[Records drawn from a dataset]

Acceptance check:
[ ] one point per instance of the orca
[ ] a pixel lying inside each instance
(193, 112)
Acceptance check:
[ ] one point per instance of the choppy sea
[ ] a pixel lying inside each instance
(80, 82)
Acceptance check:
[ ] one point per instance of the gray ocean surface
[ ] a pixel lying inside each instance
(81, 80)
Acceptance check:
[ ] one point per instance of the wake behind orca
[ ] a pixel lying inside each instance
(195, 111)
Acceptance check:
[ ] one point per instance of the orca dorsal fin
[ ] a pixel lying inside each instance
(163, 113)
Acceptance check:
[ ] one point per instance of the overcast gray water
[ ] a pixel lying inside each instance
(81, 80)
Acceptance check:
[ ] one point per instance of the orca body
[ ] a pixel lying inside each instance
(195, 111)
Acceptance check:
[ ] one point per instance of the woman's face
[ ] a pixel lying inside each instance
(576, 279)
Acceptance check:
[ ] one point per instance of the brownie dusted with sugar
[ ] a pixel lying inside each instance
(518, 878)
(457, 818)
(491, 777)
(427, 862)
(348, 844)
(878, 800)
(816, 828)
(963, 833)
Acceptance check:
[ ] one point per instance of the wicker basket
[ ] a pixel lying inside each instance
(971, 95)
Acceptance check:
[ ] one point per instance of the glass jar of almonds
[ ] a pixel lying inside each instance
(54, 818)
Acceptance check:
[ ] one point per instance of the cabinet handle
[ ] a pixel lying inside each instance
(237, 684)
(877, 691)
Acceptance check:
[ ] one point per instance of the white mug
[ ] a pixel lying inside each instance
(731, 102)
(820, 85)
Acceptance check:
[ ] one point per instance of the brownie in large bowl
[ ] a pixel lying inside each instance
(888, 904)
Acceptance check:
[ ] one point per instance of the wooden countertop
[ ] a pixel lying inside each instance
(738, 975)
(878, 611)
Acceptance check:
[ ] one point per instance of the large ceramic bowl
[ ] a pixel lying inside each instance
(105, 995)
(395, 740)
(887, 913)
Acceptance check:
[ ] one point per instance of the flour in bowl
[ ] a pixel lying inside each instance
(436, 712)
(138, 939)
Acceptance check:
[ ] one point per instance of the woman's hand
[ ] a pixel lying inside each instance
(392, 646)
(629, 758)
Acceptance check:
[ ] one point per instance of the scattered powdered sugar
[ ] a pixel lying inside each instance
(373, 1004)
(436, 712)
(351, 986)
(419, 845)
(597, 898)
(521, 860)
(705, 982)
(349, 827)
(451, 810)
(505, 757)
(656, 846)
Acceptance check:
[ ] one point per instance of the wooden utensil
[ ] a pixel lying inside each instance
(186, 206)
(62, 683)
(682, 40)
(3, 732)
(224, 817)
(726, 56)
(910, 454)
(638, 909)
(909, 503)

_YOUR ASSIGNMENT_
Without changing a single character, repeat each record.

_EXERCISE RESPONSE_
Acceptance check:
[ ] one point per instance of the orca
[ ] a pixel lying inside each instance
(193, 112)
Acceptance check:
[ ] one point per instance of the choppy sea
[ ] a pixel lying inside each instance
(80, 82)
Acceptance check:
[ ] one point per instance of the gray ocean surface
[ ] a pixel lying inside each instance
(81, 80)
Acceptance check:
[ ] one point per instance of the wake behind orca
[ ] a pixel lying inside each instance
(195, 111)
Acceptance check:
[ ] one point per instance of the orca dorsal fin
[ ] a pixel lying inside each instance
(163, 113)
Acceptance check:
[ ] one point per instance of the overcast gray water
[ ] a pixel lying inside each instance
(81, 80)
Acceptance check:
[ ] one point per instance of the orca body
[ ] a pixel lying inside each instance
(195, 111)
Acceptance check:
[ ] one point per instance of the woman's face
[ ] a pixel lying inside each instance
(576, 279)
Acceptance check:
[ ] one point per instance of the brownie dusted with sugar
[ ] a pixel lying inside each instance
(518, 878)
(457, 818)
(491, 777)
(427, 862)
(348, 844)
(878, 800)
(816, 828)
(963, 833)
Acceptance check:
[ ] one point per instance of the wicker basket
[ ] a pixel lying inside each instance
(971, 95)
Acceptance check:
[ ] one point per instance of the glass jar of almonds
[ ] a pixel lying inside each instance
(54, 818)
Acceptance check:
[ ] one point per instance of the cabinet handle
[ ] a pixel lying inside each instance
(237, 684)
(877, 691)
Acceptance check:
[ ] one point per instance of the white mug
[ ] a pixel lying inside each instance
(731, 102)
(820, 85)
Acceptance check:
[ ] one point per instance of the brownie in large bowl
[ ] a pixel lying inside each instance
(888, 904)
Acceptance check:
[ ] one point per instance of the wooden countertop
[ ] a pixel lying inside each instance
(738, 975)
(878, 611)
Acceptance check:
[ ] one point per instance of the large ceramic bowl
[ ] a pixel lying inside each instance
(105, 995)
(395, 740)
(887, 913)
Acceptance check:
[ ] one point per instance of the flour in bowl
[ ] a pixel lying inside each instance
(436, 712)
(138, 939)
Acceptance check:
[ ] one point per instance of the woman's hand
[ ] a pixel lying inside each instance
(392, 646)
(629, 758)
Acceptance check:
[ ] one point per instance of the scattered powdered sugar
[ ] a pixel lying inside each instance
(373, 1004)
(436, 712)
(351, 986)
(419, 845)
(597, 898)
(521, 860)
(705, 982)
(349, 827)
(451, 810)
(505, 757)
(656, 846)
Acceptance check:
[ ] one point per instance of the wooden utensil
[ ] a pixel lying inside each instance
(186, 206)
(62, 683)
(682, 40)
(3, 732)
(224, 817)
(726, 56)
(910, 454)
(638, 909)
(909, 503)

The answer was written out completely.